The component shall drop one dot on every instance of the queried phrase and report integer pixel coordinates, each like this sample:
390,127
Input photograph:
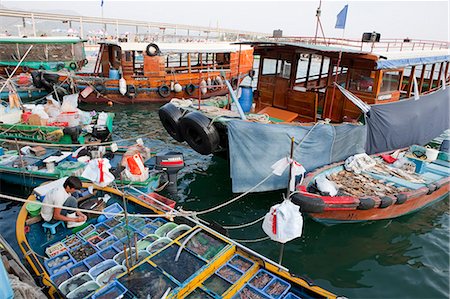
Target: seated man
61,196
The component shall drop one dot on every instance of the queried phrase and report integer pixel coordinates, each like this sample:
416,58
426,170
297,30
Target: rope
244,225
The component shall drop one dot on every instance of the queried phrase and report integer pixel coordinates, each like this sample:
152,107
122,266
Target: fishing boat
376,187
138,251
46,53
343,92
128,72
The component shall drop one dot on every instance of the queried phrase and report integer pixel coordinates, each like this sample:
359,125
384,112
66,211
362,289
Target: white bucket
431,154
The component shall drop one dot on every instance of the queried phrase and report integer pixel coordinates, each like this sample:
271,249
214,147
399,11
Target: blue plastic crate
112,290
261,279
284,287
78,268
114,208
60,277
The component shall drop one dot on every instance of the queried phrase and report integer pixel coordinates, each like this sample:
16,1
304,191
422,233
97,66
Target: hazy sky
414,19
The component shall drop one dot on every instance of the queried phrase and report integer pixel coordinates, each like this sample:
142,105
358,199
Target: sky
393,19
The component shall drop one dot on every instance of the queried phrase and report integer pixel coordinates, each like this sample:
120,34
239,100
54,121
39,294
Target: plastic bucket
246,99
114,74
34,209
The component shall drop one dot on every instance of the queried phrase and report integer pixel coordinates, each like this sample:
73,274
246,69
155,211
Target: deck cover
400,124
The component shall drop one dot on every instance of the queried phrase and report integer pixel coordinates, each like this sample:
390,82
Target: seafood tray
55,249
109,253
58,263
114,208
84,291
277,288
109,275
217,284
101,267
165,228
138,280
93,260
72,241
229,273
241,263
247,292
81,252
178,231
112,222
146,241
87,231
205,245
101,227
78,268
291,296
60,277
74,282
157,222
113,290
261,279
106,242
147,229
158,244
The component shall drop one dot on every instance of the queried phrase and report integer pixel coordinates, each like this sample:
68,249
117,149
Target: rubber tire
366,203
308,204
190,88
170,116
164,91
149,53
199,134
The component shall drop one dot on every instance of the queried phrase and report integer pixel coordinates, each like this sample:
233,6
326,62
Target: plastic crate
114,208
112,290
101,267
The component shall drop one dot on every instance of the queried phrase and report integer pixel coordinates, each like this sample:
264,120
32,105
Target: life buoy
131,91
73,65
198,132
152,49
170,116
164,91
308,204
190,88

______________________________

Please restate all of the listing above word for word, with no pictures.

ANSWER
The component shall drop one dot on every instance of the queried phrase and report integer pixel coordinates, each like this sample:
390,127
Input photograph:
Target: seated man
61,196
The component shall drop one dot on every instance of the queried phrase and report integer pixel coordinates, each like this sample:
416,58
426,170
297,30
Target: rope
244,225
The component shall drop one dot on every instance of the queried phrase and report integer pixel coordinates, each like this sample:
152,107
122,266
Target: fishing boat
376,187
138,251
46,53
343,92
128,72
The component shall drop one dot on every instance of the queried phrase and report integer pixel coordinates, each like this sample:
359,125
384,112
66,211
362,289
Target: white bucket
431,154
The component shall drop one dot on every instance of the queried phrase and report integer pixel coordinates, each like this sample:
271,249
214,147
399,11
Target: blue plastic crate
112,290
261,279
284,287
78,268
114,208
60,277
The component shall drop one dot on every instance of the queried phrase and report integer pixel coordinates, each like this sample:
16,1
304,191
422,233
97,66
Target: hazy sky
414,19
The component shall drop one dot on every instance of the queried phrase and report integer pixel coordinates, each like this sample:
142,105
358,199
Target: sky
393,19
The component shall drop one dot on every instance of the queried phrase and report integer pixel coordinates, each like this sample:
120,34
239,100
54,121
39,294
Target: plastic bucket
246,99
114,74
34,209
The component shall drop one dot on every instance of the queried phrase and report integer pixel coordinates, each like this sample:
73,274
246,69
155,211
Target: deck cover
400,124
The component shall drop one dot on every instance of the queried phrase and report integer pixel coordinates, each like this sample:
390,82
Target: seafood tray
55,249
109,253
58,263
114,208
84,291
277,288
109,275
217,284
101,267
165,228
138,280
93,260
72,241
229,273
241,263
247,292
81,252
178,231
112,222
146,241
87,231
205,245
101,227
78,268
291,296
60,277
74,282
157,222
113,290
261,279
106,242
147,229
158,244
The component shall drop one dot on every instance of the queried phrase and report integer pixel coordinates, each like this sample:
68,249
117,149
Target: rubber tire
366,203
308,204
190,88
170,116
164,91
149,53
199,134
The component shall drop one dot on every instance of the queried phrase and report integer pixel coordinates, each like this sample:
233,6
326,62
Target: plastic crate
114,208
112,290
101,267
The component shall drop one dot on every instance of the queried phrase and report integer pixel coordinates, each like this sample:
264,120
32,105
Target: life buoy
131,91
73,65
198,132
152,49
170,116
164,91
308,204
190,88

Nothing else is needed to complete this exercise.